Image point grounding data:
______________________________
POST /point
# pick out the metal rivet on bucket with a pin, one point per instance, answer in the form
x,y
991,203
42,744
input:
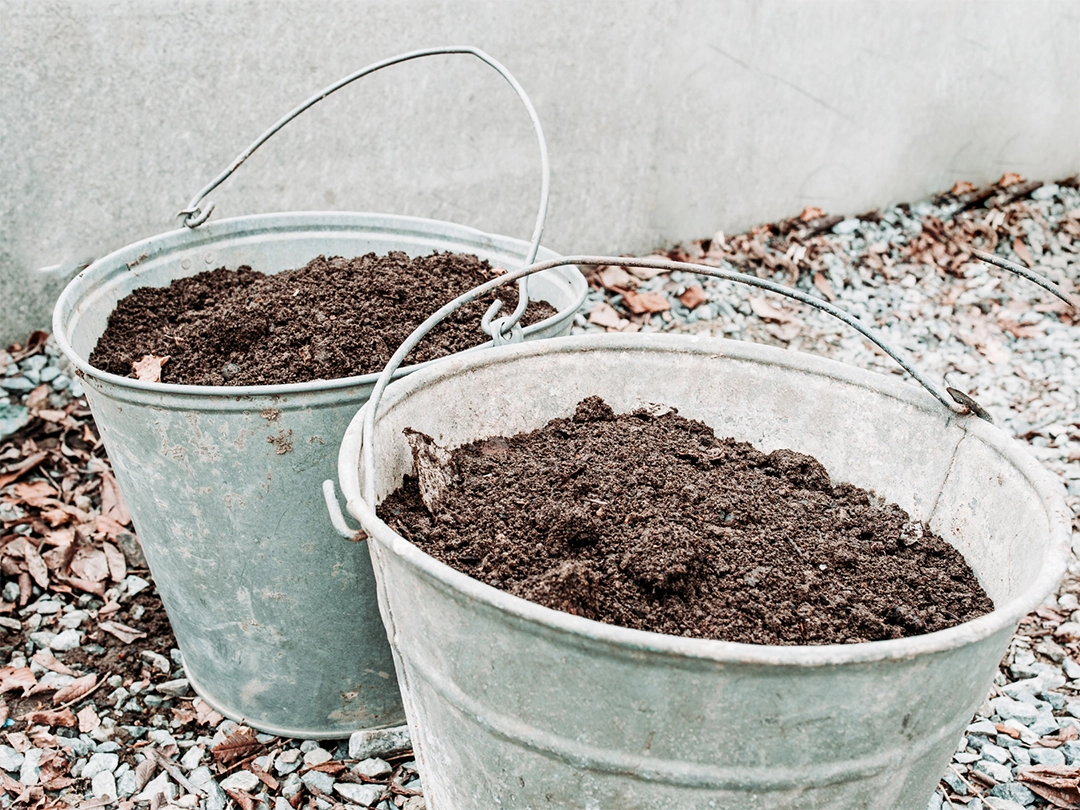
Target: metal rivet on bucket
x,y
514,705
275,613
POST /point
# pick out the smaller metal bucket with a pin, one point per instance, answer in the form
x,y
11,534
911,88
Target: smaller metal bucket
x,y
514,705
275,613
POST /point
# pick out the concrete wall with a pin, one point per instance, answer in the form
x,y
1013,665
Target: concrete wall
x,y
665,119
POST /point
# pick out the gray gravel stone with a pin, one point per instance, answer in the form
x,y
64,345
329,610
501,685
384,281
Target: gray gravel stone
x,y
1008,709
126,784
378,742
104,784
320,781
11,760
175,688
99,764
1047,756
373,768
29,771
240,781
995,771
68,639
363,795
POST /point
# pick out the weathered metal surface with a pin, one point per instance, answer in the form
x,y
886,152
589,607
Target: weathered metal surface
x,y
275,615
514,705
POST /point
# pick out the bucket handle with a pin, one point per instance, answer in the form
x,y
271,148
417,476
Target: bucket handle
x,y
952,399
498,329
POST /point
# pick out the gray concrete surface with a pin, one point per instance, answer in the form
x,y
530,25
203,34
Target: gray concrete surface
x,y
666,119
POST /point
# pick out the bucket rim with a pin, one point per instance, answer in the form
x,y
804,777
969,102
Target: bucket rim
x,y
584,631
134,253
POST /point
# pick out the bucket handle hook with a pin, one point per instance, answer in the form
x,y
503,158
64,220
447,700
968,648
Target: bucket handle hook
x,y
501,331
956,401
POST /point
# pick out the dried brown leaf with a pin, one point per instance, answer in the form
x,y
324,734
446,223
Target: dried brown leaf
x,y
90,564
48,660
115,557
21,678
76,689
122,632
88,719
642,302
57,717
238,745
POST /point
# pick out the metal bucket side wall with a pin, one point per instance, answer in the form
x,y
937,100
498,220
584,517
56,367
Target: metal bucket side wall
x,y
606,726
275,615
274,612
592,700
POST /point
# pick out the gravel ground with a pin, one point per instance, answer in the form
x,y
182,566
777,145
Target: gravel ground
x,y
97,711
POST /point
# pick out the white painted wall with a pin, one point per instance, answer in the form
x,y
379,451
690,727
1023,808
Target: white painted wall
x,y
665,119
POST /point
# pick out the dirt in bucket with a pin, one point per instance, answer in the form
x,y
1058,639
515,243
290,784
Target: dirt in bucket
x,y
333,318
649,521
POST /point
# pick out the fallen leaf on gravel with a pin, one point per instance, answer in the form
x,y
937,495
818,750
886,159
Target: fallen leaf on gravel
x,y
76,689
767,312
34,494
118,567
29,463
90,564
122,632
1022,251
605,314
21,678
1058,784
144,772
49,661
693,297
642,302
148,369
823,286
59,717
238,745
88,719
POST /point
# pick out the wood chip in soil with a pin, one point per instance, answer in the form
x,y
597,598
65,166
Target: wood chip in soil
x,y
651,522
333,318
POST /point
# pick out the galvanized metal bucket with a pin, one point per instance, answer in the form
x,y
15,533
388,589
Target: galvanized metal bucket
x,y
275,613
514,705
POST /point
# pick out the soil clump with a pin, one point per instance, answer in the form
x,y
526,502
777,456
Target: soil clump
x,y
333,318
648,521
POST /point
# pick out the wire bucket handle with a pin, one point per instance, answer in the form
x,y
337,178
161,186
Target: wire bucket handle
x,y
956,401
498,329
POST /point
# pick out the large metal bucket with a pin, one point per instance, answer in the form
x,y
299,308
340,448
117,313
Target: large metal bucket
x,y
275,613
515,705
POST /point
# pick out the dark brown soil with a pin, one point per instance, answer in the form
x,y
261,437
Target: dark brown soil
x,y
651,522
333,318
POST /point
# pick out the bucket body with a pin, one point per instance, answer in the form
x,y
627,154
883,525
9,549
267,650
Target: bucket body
x,y
514,705
275,613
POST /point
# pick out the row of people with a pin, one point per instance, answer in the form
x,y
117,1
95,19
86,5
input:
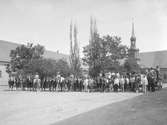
______________________________
● Problem statement
Please retype, exactly and with the pictures left out, the lines from the line containing "Target: wood chip in soil" through the last line of the records above.

● Answer box
Target: wood chip in soil
x,y
651,522
333,318
POST /point
# pick out the galvanized metal bucket with a pin, one point per instance, answer in the form
x,y
15,533
388,589
Target: galvanized metal bucket
x,y
275,613
514,705
POST /point
# pick out the soil clump with a pin, one point per instance, answer in the form
x,y
526,502
777,456
Target: soil clump
x,y
333,318
648,521
POST /point
# pick out the wire bucket handle with a pin, one point per instance, answer in the form
x,y
337,178
161,186
Target: wire bucket handle
x,y
956,401
498,329
POST /point
# pick out the large metal bucket with a pin, one point per instance, answer in the form
x,y
299,308
340,448
117,313
Target: large metal bucket
x,y
275,613
515,705
POST /point
# pick out the dark brown soil with a pin, one point per instance, answer in the form
x,y
261,437
Target: dark brown soil
x,y
651,522
333,318
POST /point
# pick out the bucket body with a pin, one point per instance, answer in the form
x,y
627,154
883,525
9,549
267,650
Target: bucket body
x,y
514,705
275,613
POST /point
# pick out the row of people with a pin, one point per instance, answer in the form
x,y
117,1
95,19
86,5
input:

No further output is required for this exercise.